## TASK TO CARRY OUT
Please report, as a single number, how many lines in the entries include the string "phrase".
*****
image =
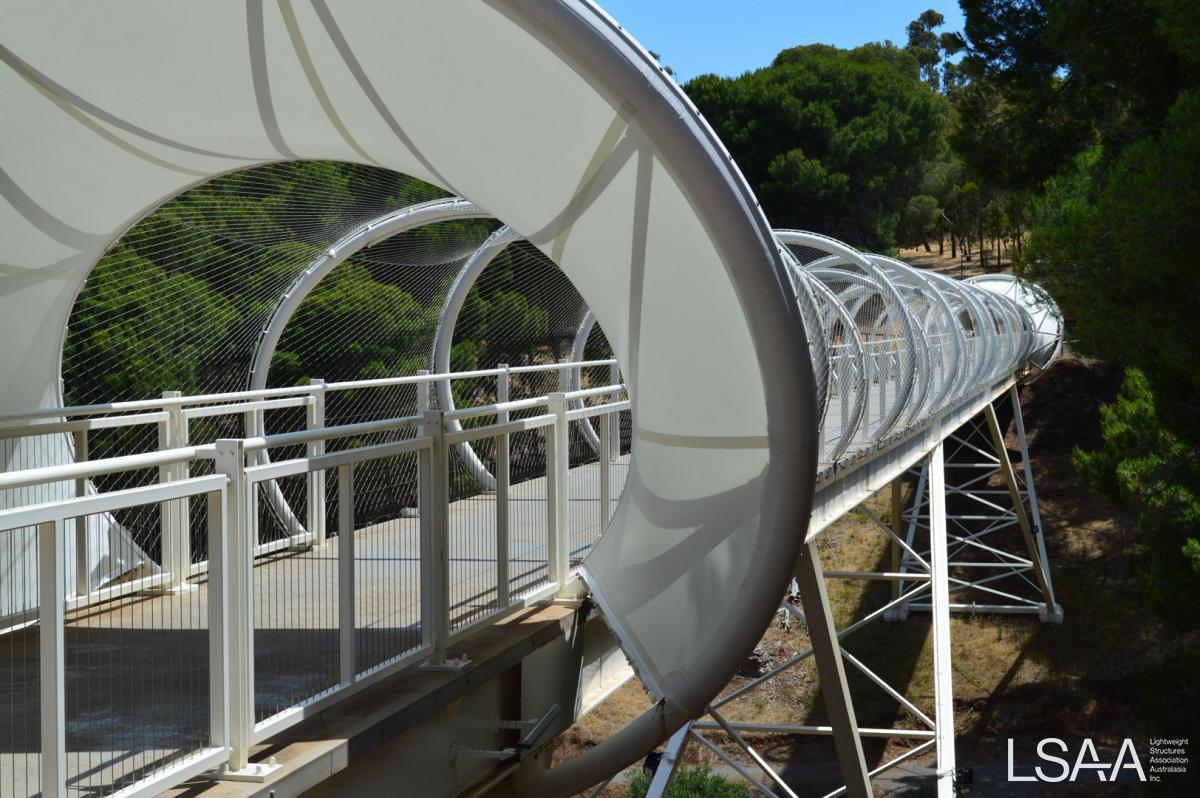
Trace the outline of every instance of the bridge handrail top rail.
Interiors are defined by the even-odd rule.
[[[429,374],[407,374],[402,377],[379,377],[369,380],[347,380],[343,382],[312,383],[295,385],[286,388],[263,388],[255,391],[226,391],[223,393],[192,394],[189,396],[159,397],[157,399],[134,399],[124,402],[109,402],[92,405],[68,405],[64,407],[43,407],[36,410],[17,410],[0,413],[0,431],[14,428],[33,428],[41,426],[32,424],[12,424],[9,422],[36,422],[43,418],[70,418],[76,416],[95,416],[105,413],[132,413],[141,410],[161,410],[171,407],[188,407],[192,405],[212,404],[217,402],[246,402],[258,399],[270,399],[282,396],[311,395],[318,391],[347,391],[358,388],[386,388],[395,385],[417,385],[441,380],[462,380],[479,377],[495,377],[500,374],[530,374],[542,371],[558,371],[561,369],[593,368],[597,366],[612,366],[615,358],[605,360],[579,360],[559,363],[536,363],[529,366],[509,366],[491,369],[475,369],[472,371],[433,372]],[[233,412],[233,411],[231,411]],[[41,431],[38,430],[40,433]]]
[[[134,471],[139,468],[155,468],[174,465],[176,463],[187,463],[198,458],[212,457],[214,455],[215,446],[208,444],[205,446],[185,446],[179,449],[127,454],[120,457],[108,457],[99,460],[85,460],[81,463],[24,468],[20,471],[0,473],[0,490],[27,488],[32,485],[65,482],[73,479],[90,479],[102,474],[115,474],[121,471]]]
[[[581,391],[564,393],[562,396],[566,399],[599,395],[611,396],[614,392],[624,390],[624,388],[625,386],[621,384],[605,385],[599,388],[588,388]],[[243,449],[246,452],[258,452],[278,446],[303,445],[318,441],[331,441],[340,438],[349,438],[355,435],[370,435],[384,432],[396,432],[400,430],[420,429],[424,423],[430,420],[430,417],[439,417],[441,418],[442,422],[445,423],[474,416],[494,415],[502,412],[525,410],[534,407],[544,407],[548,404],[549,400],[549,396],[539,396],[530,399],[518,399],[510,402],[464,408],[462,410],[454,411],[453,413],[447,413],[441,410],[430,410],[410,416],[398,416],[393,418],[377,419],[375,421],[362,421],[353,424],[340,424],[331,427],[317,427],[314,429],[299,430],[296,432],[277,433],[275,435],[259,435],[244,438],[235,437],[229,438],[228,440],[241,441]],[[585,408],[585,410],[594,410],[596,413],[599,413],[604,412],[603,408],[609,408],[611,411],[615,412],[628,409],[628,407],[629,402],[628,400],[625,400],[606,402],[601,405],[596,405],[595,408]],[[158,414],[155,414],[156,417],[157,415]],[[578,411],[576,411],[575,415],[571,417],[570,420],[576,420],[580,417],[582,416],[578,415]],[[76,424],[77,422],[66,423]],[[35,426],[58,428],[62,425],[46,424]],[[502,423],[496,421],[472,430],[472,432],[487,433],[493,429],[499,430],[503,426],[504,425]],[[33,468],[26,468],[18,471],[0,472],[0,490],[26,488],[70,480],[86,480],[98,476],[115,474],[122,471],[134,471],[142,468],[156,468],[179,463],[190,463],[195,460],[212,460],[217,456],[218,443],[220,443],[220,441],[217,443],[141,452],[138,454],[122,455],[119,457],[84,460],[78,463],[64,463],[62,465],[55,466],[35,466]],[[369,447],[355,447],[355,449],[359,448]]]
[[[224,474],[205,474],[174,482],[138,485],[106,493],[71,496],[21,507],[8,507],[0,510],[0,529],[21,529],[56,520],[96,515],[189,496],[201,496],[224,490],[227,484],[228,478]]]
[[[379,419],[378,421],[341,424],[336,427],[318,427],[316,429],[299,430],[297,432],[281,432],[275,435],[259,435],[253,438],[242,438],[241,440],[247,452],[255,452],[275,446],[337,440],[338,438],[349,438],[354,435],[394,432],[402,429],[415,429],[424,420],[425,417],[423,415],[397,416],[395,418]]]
*****
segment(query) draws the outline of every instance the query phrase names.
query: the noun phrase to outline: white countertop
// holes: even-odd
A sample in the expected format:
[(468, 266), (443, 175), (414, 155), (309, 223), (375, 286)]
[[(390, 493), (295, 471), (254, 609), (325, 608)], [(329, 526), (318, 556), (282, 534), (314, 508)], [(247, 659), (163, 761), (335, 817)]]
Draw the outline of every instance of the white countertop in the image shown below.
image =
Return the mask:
*****
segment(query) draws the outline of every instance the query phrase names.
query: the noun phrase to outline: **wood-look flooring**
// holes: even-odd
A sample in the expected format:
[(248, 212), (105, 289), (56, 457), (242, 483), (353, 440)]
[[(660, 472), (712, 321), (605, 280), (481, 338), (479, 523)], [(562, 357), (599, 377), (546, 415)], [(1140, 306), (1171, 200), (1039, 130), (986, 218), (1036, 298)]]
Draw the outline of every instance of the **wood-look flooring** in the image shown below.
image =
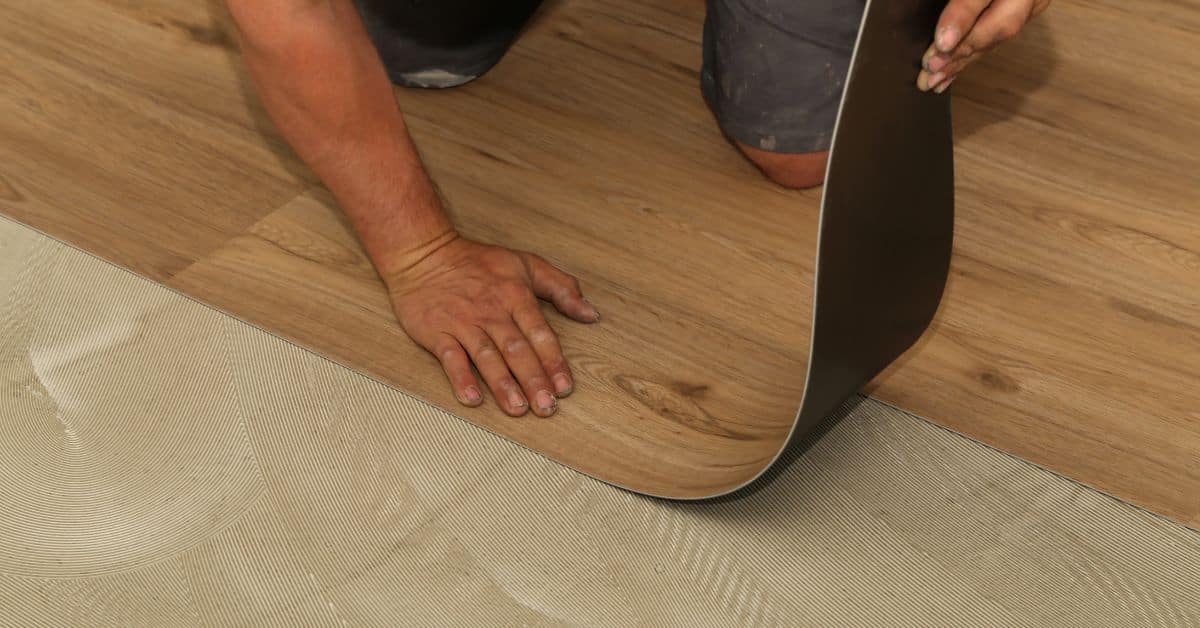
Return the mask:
*****
## COMPLETED EXERCISE
4